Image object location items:
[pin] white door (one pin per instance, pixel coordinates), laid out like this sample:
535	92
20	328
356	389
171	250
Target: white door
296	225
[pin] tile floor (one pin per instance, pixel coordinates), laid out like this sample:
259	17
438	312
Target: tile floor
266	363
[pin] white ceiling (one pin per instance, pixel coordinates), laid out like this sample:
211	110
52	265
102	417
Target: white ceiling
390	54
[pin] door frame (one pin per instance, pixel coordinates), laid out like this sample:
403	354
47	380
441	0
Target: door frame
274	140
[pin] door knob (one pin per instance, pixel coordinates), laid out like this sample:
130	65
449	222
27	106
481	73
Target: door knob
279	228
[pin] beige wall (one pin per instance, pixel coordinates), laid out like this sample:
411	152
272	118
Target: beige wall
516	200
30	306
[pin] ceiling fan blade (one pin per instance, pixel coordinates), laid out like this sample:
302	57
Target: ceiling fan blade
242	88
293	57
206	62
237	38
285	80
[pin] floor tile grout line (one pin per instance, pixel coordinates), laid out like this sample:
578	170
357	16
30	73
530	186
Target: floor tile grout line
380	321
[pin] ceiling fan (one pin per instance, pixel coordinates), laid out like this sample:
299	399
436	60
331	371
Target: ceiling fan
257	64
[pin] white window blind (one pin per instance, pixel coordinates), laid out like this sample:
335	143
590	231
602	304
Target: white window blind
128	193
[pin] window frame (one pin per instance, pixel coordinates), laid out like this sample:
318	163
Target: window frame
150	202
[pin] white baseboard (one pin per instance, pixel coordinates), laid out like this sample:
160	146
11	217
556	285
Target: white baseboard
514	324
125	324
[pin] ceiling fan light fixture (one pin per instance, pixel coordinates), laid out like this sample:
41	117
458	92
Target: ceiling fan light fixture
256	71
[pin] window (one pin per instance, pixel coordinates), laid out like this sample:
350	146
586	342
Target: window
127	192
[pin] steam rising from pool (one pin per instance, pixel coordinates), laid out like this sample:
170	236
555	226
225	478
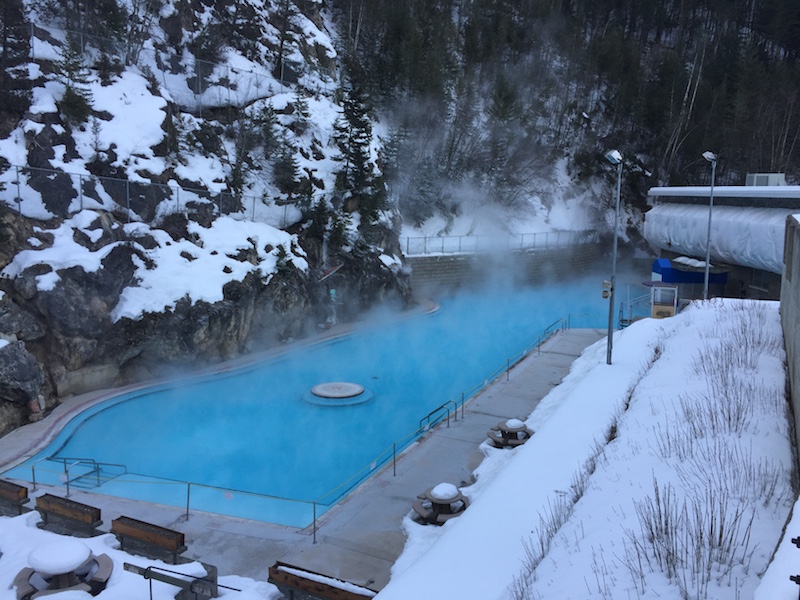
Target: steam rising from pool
269	437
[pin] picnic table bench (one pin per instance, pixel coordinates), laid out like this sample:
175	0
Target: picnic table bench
68	512
13	495
315	585
148	537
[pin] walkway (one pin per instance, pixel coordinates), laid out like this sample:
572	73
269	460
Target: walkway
360	539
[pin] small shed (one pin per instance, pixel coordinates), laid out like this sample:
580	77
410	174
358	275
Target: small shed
688	275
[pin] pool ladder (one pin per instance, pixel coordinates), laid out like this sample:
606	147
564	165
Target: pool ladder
84	473
429	421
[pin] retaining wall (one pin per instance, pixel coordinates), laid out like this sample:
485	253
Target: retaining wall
465	270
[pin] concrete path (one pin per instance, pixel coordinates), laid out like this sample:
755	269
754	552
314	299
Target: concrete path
359	539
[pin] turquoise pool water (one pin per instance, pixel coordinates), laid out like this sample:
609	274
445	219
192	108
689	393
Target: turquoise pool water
252	446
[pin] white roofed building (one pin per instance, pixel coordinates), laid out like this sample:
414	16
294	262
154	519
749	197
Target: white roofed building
748	226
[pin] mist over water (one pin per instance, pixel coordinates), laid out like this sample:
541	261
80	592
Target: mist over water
253	430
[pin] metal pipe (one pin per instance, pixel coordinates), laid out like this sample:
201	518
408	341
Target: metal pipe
712	158
610	342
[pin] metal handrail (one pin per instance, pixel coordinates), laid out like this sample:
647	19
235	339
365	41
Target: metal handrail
96	468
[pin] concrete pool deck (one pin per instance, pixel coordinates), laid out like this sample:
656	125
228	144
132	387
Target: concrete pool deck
359	539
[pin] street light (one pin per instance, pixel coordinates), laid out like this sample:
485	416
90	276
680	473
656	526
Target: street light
615	158
712	158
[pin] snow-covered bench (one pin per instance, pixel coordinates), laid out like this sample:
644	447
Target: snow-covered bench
315	584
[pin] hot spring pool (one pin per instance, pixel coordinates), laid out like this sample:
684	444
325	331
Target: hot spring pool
252	445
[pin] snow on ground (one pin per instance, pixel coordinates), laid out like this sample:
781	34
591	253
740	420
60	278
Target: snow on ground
196	269
667	474
632	469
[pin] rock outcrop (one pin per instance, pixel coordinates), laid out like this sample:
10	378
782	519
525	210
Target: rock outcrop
66	339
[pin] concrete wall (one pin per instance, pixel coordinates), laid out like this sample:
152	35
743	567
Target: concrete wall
464	270
790	313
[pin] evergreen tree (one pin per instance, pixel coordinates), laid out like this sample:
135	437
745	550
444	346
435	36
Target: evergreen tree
15	95
76	103
357	184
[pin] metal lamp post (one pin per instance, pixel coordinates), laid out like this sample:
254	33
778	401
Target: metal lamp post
712	158
615	158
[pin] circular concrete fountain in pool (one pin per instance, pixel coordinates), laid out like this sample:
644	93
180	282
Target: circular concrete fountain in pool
338	393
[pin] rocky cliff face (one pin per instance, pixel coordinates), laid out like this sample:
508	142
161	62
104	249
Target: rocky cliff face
65	338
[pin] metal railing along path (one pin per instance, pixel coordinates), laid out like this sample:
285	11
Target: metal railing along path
428	422
472	244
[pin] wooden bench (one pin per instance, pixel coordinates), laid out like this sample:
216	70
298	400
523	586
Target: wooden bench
315	585
146	536
13	495
74	514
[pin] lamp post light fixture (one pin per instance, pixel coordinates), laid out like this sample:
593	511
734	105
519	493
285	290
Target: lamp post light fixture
712	158
615	158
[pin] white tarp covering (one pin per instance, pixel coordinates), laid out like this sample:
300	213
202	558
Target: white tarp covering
751	237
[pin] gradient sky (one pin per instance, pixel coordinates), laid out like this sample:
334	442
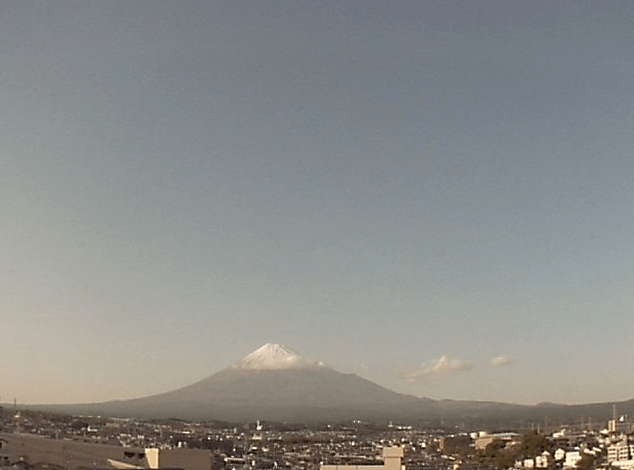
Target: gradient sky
435	195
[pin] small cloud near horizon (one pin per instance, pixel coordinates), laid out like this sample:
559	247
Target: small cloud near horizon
442	367
501	361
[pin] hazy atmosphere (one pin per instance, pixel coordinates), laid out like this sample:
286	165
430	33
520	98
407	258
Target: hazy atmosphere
434	195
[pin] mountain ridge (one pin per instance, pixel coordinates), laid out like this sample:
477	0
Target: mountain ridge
275	383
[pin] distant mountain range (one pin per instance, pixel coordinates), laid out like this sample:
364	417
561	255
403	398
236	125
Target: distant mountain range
277	384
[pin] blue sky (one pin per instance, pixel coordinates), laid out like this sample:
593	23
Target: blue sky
435	195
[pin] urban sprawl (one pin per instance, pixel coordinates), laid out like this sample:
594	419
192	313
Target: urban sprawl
33	440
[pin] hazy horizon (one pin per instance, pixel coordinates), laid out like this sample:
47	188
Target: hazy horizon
433	195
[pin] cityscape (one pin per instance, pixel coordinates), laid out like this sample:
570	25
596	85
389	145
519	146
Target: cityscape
36	437
31	439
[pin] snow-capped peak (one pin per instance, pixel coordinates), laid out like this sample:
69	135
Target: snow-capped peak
274	356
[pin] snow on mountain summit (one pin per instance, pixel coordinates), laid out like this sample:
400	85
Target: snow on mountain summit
274	356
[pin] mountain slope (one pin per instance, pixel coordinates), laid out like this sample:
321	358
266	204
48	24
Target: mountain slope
276	383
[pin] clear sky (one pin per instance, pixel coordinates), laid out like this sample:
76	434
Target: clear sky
435	195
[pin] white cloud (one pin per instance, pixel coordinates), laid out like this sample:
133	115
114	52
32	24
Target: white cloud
501	361
441	367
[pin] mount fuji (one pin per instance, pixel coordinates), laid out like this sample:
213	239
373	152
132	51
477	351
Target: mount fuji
272	383
275	383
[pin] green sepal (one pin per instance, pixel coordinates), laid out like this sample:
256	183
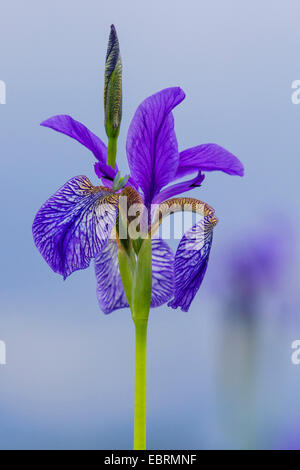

> _SHORT EXERCISE_: Copy out the items from the line containing "[pin] green sepal" through the end of the records, and leave the pictures out of your answer.

> _WRITTEN ANSWER_:
[pin] green sepal (one pin per instance, pixel coordinates), laid out like this sample:
256	183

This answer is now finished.